Drawing on the passage about Operacija Trijumf, explain in one to three sentences why the Serbian company Emotion was able to run the show.

→ **PASSAGE GIVEN**:
** start **

Operacija Trijumf (Cyrillic: Операција Тријумф; English: Operation Triumph) was a regional music talent TV reality show filmed in Belgrade, Serbia, aired in the region of former Yugoslavia. It is a local version of Star Academy reality series that was developed and is licensed worldwide by Endemol. The show features contestants from the former Yugoslav republics of Croatia, Serbia, Bosnia & Herzegovina, Macedonia and Montenegro, the show is broadcast by 6 networks in these five countries. The winner of Operacija Trijumf is Adnan Babajić.

Run by Emotion production company from Serbia (local Endemol licence holder), Operacija trijumfs sole season began on September 29, 2008. The production format consists of gala evenings held each Monday night in prime time and hosted by a 4-person crew (Ana Mihajlovski, Nikolina Pišek, Milan Kalinić, and Dragan "Maca" Marinković). Additionally, there's a weekly recap show "OT mozak" hosted by Sanja Rajković-Jovanović on Tuesdays as well as variety show "Najgori od sve dece" (The Worst of All the Children/Candidates) hosted by Marijana Mićić and Maca on Saturdays.

The jury was formed by Marina Tucaković, Tonči Huljić and Ismeta Dervoz.

** end **

→ **RECORDED DATA**:
** start **

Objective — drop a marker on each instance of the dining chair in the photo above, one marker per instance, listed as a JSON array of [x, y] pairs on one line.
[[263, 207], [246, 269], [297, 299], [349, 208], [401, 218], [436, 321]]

** end **

→ **EXPECTED ANSWER**:
Operacija Trijumf is a local version of the Star Academy reality series, which Endemol developed and licenses worldwide. Emotion, a Serbian production company, was the local holder of the Endemol licence, so it could run the show.